- **Texto fornecido**:
........

A origem da Tecnosistemi é a Italtel, que funcionou como sua incubadora enquanto a empresa era ligada à Telecom Itália, depois da privatização da Stet. Com atuação versátil, a Tecnosistemi, enquanto estava em atividade, manteve “joint-venture” com a Ericsson.
Entre os números há altos e baixos. Junto com os quase 700 protestos e pedidos de falência há até postos de gasolina cobrando pinduras que, pelo jeito, não serão recebidas. O site do Tribunal de Justiça de São Paulo registra a surpreendente lista de 80 advogados no caso.
Além da Tecnosistemi, fazem parte da constelação as empresas Eudósia, Metalpark, Acquasparta, Servsite, Cral, Denwabras, Palas Athena, Technosson, SAI Brasil, Tecnolux, Net Systems e Sisargas. Algumas ainda tentam suspender a falência e obter os favores de concordatárias e já teriam obtido liminar.
A investigação aponta indícios de que um dos objetivos da teia de empresas era simular remessa de lucros para o exterior como se fosse pagamento por serviços — uma forma disfarçada de evasão de divisas.
O juiz Abrão mandou desconstituir a personalidade jurídica das empresas para responsabilizar seus sócios, quase todos italianos. O magistrado chamou de “conceitualmente gritante, estarrecedora e sem outras palavras, a tamanha falta de ética empresarial, transparência e prestação de contas ao mercado”. Em ofício à Polícia Federal, o juiz proibiu a saída dos executivos do país e bloqueou todas as contas e bens das pessoas físicas e jurídicas envolvidas.

........

- **Instruções**:
1: No texto sobre a falência da Tecnosistemi, liste tudo aquilo cuja falta o juiz Abrão aponta nas empresas.
2: Troque "falência" por "quebra" no trecho do texto sobre a falência da Tecnosistemi que começa nas palavras "Além da Tecnosistemi, fazem" e para depois de "teriam obtido liminar.".

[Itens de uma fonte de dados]
........

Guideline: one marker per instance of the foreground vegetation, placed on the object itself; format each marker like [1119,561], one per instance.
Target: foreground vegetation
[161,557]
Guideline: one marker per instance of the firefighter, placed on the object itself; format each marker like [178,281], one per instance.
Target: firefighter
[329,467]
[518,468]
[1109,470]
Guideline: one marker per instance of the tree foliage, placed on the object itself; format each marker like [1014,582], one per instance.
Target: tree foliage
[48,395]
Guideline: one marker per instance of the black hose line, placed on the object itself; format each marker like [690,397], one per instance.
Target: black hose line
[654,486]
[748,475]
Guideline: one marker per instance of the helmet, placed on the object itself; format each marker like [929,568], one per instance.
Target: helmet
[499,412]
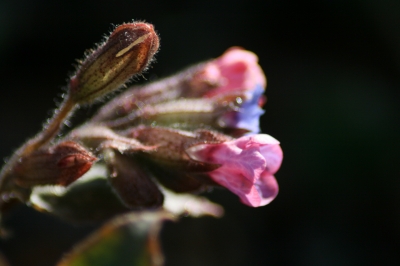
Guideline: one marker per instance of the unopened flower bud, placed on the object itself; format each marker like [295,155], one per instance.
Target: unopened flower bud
[127,52]
[59,165]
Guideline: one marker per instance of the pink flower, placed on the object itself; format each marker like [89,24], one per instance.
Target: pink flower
[248,165]
[236,69]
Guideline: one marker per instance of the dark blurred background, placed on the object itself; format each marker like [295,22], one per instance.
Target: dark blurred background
[333,71]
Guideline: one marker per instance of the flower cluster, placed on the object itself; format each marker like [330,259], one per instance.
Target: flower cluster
[183,134]
[188,132]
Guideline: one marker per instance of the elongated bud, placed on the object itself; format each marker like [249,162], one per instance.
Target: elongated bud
[59,165]
[127,52]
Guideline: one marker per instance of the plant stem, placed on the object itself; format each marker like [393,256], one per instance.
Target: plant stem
[51,129]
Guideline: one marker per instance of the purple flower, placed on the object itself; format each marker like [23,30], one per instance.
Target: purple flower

........

- **Respostas por tarefa**:
1: Ética empresarial, transparência e prestação de contas ao mercado.

2:
Além da Tecnosistemi, fazem parte da constelação as empresas Eudósia, Metalpark, Acquasparta, Servsite, Cral, Denwabras, Palas Athena, Technosson, SAI Brasil, Tecnolux, Net Systems e Sisargas. Algumas ainda tentam suspender a quebra e obter os favores de concordatárias e já teriam obtido liminar.